**TO DO:**
An exact copy of all the entries is what is needed here.

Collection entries

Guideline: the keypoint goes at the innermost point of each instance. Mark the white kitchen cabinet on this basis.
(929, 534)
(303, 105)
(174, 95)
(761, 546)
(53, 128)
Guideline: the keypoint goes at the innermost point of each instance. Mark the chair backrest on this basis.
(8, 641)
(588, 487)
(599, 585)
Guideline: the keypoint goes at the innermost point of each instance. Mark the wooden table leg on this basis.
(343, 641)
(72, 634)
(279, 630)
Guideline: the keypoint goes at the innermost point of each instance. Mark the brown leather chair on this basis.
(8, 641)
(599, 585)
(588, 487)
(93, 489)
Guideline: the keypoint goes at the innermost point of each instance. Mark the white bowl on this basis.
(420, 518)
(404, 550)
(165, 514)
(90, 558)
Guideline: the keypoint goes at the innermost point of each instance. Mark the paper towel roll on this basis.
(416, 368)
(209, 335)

**WRITTEN SOLUTION:**
Guideline: the keypoint goes at the innermost point of each instance. Mark the white kitchen cabinet on this basis.
(929, 534)
(303, 105)
(174, 95)
(761, 546)
(53, 128)
Guideline: the keypoint goes at the innermost point of each instance. Mark the chair backrest on this basis.
(8, 641)
(588, 487)
(599, 585)
Guideline: the keypoint goes at the innermost point of each instance. Mark the wooden table leg on this basis.
(343, 641)
(72, 634)
(279, 630)
Guideline: the keypoint goes at the innermost point of each instance. Mark the brown leather chair on this basis.
(8, 641)
(599, 585)
(588, 487)
(93, 489)
Guideline: the keypoint goes at the innermost point of each instance. Mark the white bowl on this basis.
(420, 518)
(404, 550)
(165, 514)
(90, 558)
Guideline: the keypoint goes at the innermost point of each instance. Mark the paper towel roll on this basis.
(416, 368)
(209, 335)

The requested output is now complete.